▶ IHRE AUFGABEN:
• a. In welcher Staffel läuft das Dschungelcamp laut dem Text über die Werbung bei „Ich bin ein Star“?
• b. Nennen Sie alle Autohersteller, die laut dem Text über die Werbung bei „Ich bin ein Star“ in den Werbepausen am Freitag geworben haben.
• c. Zitieren Sie aus dem Text über die Werbung bei „Ich bin ein Star“ wörtlich die Stelle von „Es gibt ein“ bis „stimmt nicht (mehr).“.

▶ VORLIEGENDER TEXTAUSZUG:

Es gibt ein Vorurteil, das sich seit den ersten beiden Staffeln von „Ich bin ein Star – Holt mich hier raus!“ hartnäckig hält: die Show sei für RTL zwar ein großer Zuschauererfolg, die Werbekunden allerdings würden die Sendung meiden, weil keiner seine schöne Marke im Umfeld eines solchen Madenspektakels präsentieren wolle.
Inzwischen läuft das Dschungelcamp in der vierten Staffel, und spätestens jetzt lässt sich sagen: Das stimmt nicht (mehr).
Markenartikler scheinen ganz und gar keine Scheu mehr zu haben, Spots bei „Ich bin ein Star“ zu buchen. In den drei Werbepausen der (etwas längeren) Sendung am Freitag warben unter anderem folgende Hersteller für ihre Produkte: Seat, Peugeot, Opel, Renault, Citroёn (die Krise der Automobilindustrie scheint sich zumindest auf die Werbeindustrie keine Auswirkungen zu haben), außerdem Maybelline Jade, „Stern“, Dove, Bayer, Mediamarkt, Ikea und Commerzbank. Das zweite Vorurteil, dass sich vor allem die nahrungsmittelherstellende Industrie dem Dschungelcamp verweigert, scheint ebenfalls überholt zu sein. Sonst hätten sich in der Freitagssendung ja wohl kaum Danone (Activia), Leibniz (Pickup), Verpoorten (Eierlikör – bitte keine schlechten Witze jetzt) und McDonald’s einbuchen lassen. Am Samstag waren Danone (Actimel) und McDonald’s wieder dabei, dazu kam Lidl.

▶ EINTRÄGE:

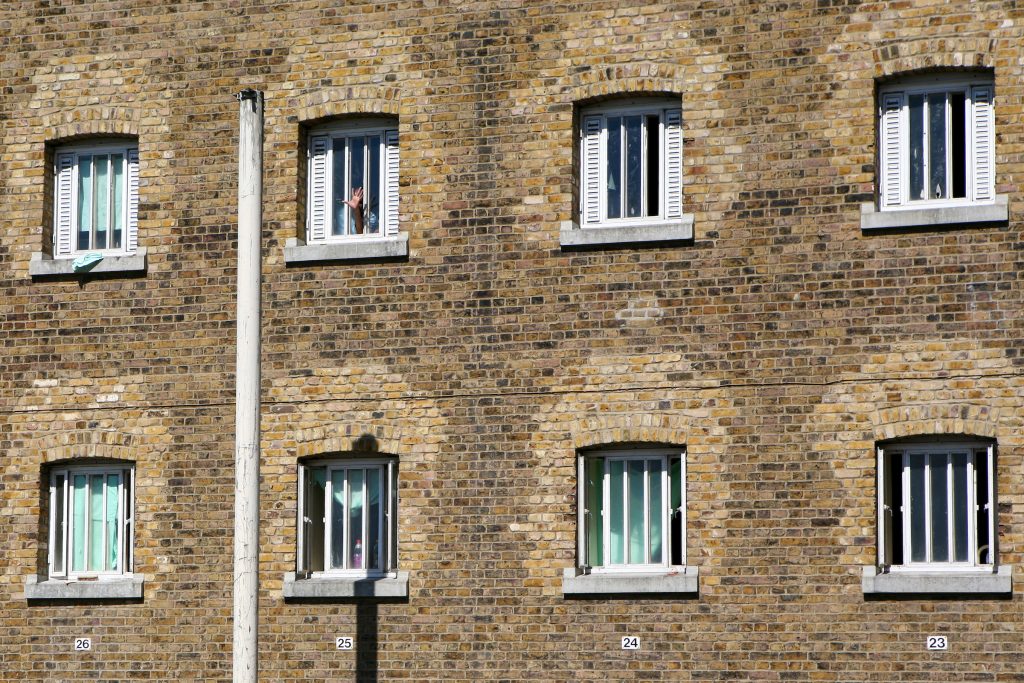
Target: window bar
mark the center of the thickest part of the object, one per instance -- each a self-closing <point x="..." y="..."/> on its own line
<point x="104" y="541"/>
<point x="300" y="522"/>
<point x="365" y="523"/>
<point x="953" y="512"/>
<point x="666" y="514"/>
<point x="646" y="502"/>
<point x="643" y="203"/>
<point x="53" y="506"/>
<point x="623" y="209"/>
<point x="905" y="508"/>
<point x="682" y="509"/>
<point x="990" y="458"/>
<point x="67" y="524"/>
<point x="972" y="506"/>
<point x="109" y="227"/>
<point x="606" y="516"/>
<point x="328" y="519"/>
<point x="349" y="229"/>
<point x="949" y="154"/>
<point x="129" y="535"/>
<point x="881" y="520"/>
<point x="386" y="486"/>
<point x="582" y="504"/>
<point x="928" y="509"/>
<point x="927" y="145"/>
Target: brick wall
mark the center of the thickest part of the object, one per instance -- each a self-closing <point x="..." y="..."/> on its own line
<point x="778" y="347"/>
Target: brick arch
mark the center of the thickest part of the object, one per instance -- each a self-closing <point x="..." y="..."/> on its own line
<point x="929" y="53"/>
<point x="354" y="437"/>
<point x="935" y="419"/>
<point x="616" y="81"/>
<point x="612" y="429"/>
<point x="88" y="444"/>
<point x="91" y="121"/>
<point x="343" y="100"/>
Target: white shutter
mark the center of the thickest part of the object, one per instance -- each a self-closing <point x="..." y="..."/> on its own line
<point x="317" y="207"/>
<point x="300" y="523"/>
<point x="64" y="204"/>
<point x="890" y="141"/>
<point x="673" y="164"/>
<point x="983" y="147"/>
<point x="992" y="528"/>
<point x="390" y="182"/>
<point x="582" y="503"/>
<point x="885" y="495"/>
<point x="590" y="191"/>
<point x="131" y="232"/>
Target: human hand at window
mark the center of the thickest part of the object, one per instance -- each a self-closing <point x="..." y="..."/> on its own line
<point x="355" y="204"/>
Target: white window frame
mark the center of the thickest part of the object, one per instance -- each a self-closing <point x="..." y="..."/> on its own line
<point x="593" y="162"/>
<point x="126" y="521"/>
<point x="320" y="180"/>
<point x="66" y="196"/>
<point x="388" y="468"/>
<point x="627" y="455"/>
<point x="894" y="139"/>
<point x="886" y="514"/>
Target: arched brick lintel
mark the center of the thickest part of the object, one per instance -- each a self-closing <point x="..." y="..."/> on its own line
<point x="355" y="99"/>
<point x="941" y="419"/>
<point x="609" y="430"/>
<point x="88" y="445"/>
<point x="916" y="55"/>
<point x="91" y="122"/>
<point x="625" y="80"/>
<point x="358" y="437"/>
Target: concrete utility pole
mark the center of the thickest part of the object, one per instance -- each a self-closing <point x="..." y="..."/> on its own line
<point x="247" y="403"/>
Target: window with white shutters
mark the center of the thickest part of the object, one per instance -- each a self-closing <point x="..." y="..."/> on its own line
<point x="95" y="199"/>
<point x="936" y="143"/>
<point x="352" y="181"/>
<point x="631" y="168"/>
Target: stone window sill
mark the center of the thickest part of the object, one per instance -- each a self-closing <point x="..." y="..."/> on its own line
<point x="339" y="587"/>
<point x="355" y="249"/>
<point x="682" y="581"/>
<point x="872" y="219"/>
<point x="44" y="265"/>
<point x="119" y="588"/>
<point x="573" y="237"/>
<point x="895" y="583"/>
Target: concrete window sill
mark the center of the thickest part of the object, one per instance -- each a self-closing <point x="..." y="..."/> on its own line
<point x="44" y="265"/>
<point x="573" y="237"/>
<point x="872" y="219"/>
<point x="120" y="588"/>
<point x="355" y="249"/>
<point x="682" y="581"/>
<point x="331" y="587"/>
<point x="895" y="583"/>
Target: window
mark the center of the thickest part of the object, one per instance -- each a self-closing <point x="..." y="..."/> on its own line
<point x="347" y="517"/>
<point x="95" y="199"/>
<point x="937" y="141"/>
<point x="353" y="181"/>
<point x="91" y="521"/>
<point x="632" y="512"/>
<point x="936" y="506"/>
<point x="632" y="164"/>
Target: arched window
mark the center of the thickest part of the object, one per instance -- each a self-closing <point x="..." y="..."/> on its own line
<point x="937" y="504"/>
<point x="347" y="517"/>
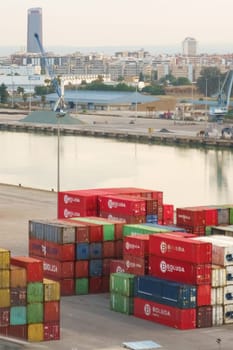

▶ ANTWORTEN JE AUFGABE:
• a. In der vierten Staffel.

• b. Seat, Peugeot, Opel, Renault, Citroёn

• c.
Es gibt ein Vorurteil, das sich seit den ersten beiden Staffeln von „Ich bin ein Star – Holt mich hier raus!“ hartnäckig hält: die Show sei für RTL zwar ein großer Zuschauererfolg, die Werbekunden allerdings würden die Sendung meiden, weil keiner seine schöne Marke im Umfeld eines solchen Madenspektakels präsentieren wolle.
Inzwischen läuft das Dschungelcamp in der vierten Staffel, und spätestens jetzt lässt sich sagen: Das stimmt nicht (mehr).